#### Passage provided:

——————

Long Island Teaching Artist and Students Connect the Dots of Multiculturalism and Inclusion with a Coat of Many Cultures™Posted: April 24, 2018
FOR IMMEDIATE RELEASE The Bellport High School Coat of Many Cultures
Creating Art to Make the World a Better Place
I would like to share a press release and related pictures of an artistic expression which was designed and assembled in collaboration with students of Bellport High School through My Time Has Come Program.
The Coat of Many Cultures™ is a personal development artistic statement that is designed to reflect multicultural pride, self-esteem, respect and appreciation for self and others, and also to, celebrate the common thread that runs through the fabric of mankind – as experienced by all participants.
It is my hope that you will find a way to use the narrative that the Bellport High School Students I worked with have expressed through this Coat of Many Cultures™ to stimulate dialogue around cultural pride/identity and the visual arts through your network.

——————

#### What you need to do:
1. For the Coat of Many Cultures press release, decide whether each statement agrees with it: (a) the coat was made together with Bellport High School students; (b) the release was posted on April 24, 2018; (c) the coat is meant to reflect the pride of a single culture. Give yes or no for each, quoting the words that settle it.
2. Extend the Coat of Many Cultures press release with a few more sentences that follow on from its final line.

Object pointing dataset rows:

——————

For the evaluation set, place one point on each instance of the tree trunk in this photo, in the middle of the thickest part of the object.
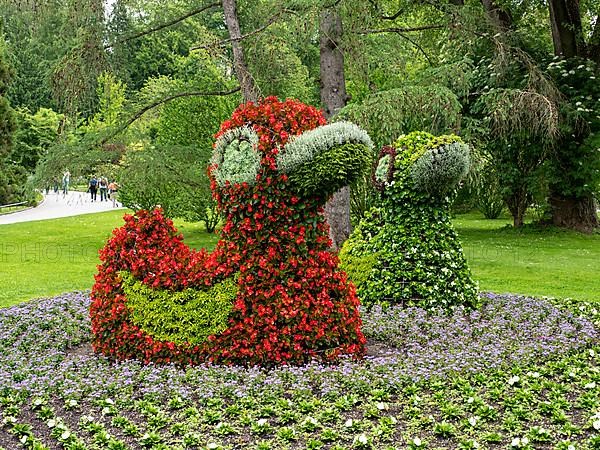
(517, 205)
(574, 213)
(247, 85)
(567, 34)
(334, 98)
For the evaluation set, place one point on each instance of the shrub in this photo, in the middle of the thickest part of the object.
(292, 303)
(187, 316)
(407, 246)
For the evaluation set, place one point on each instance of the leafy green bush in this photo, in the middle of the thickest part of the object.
(187, 316)
(330, 170)
(406, 251)
(173, 177)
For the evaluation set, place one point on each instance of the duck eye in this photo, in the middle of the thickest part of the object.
(236, 157)
(383, 170)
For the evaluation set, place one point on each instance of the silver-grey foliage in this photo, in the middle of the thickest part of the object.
(303, 148)
(236, 156)
(439, 170)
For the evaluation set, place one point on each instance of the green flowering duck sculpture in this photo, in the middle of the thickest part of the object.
(270, 292)
(405, 251)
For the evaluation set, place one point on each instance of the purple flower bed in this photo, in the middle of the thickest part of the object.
(507, 330)
(44, 348)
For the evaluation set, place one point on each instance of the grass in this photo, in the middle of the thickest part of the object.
(54, 256)
(533, 261)
(45, 258)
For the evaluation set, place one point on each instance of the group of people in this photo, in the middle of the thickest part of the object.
(107, 190)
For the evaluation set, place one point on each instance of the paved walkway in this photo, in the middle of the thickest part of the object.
(59, 205)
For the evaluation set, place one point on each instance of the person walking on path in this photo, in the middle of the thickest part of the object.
(103, 182)
(112, 192)
(66, 180)
(93, 188)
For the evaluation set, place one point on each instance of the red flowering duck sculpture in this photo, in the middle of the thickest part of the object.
(271, 292)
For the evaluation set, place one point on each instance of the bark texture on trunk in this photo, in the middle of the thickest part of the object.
(574, 213)
(247, 85)
(334, 98)
(517, 205)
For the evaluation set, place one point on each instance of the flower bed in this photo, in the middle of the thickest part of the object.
(431, 390)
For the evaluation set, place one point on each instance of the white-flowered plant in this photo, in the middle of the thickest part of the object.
(303, 148)
(236, 156)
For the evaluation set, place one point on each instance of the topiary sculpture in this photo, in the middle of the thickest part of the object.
(405, 251)
(270, 292)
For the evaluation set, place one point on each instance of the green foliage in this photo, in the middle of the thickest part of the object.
(236, 157)
(278, 69)
(173, 177)
(303, 148)
(575, 163)
(356, 257)
(388, 114)
(36, 133)
(330, 170)
(439, 171)
(188, 316)
(7, 119)
(418, 257)
(489, 192)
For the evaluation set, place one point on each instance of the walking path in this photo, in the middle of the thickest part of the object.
(58, 205)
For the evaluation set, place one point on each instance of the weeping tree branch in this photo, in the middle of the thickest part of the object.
(162, 101)
(274, 18)
(403, 30)
(404, 36)
(172, 22)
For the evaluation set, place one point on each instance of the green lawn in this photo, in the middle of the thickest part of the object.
(54, 256)
(538, 262)
(50, 257)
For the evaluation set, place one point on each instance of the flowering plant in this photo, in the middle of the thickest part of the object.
(292, 303)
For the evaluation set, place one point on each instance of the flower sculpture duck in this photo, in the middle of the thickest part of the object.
(405, 251)
(270, 292)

——————

#### Results:
1.
(a) Yes: "designed and assembled in collaboration with students of Bellport High School"
(b) Yes: "Posted: April 24, 2018"
(c) No: "designed to reflect multicultural pride"

2.
My Time Has Come Program offers youth and adults The Coat of Many Cultures™ Workshop as one way art and culture can be used as a confidence-building tool that fosters and celebrates multiculturalism, heightens awareness of diversity and promotes inclusion.
While this work of art is scheduled for permanent installation at the Bellport High School in the month of July, 2018, you are welcome to view and or photograph it at my showroom in North Bellmore. I may be reached through e-mail or my cell if you have any questions about the Coat of Many Cultures™ or My Time Has Come Program.
Madona Cole-Lacy, M.A.Ed.
My Time Has Come
FOR IMMEDIATE RELEASE
My Time Has Come
Long Island Teaching Artist and Students Connect the Dots of Multiculturalism and Inclusion with a Coat of Many Cultures™
(Bellmore, New York, March 28, 2018) Madona Cole-Lacy, Long Island Teaching Artist and Creative Director of My Time Has Come Program has collaborated with students of Bellport High School to create a Coat of Many Cultures™ that embraces and celebrates cultural heritage through art. The Bellport Coat of Many Cultures™ – a work of art funded by The South Country Education Foundation – will be on permanent display at the Bellport High School following installation in July 2018.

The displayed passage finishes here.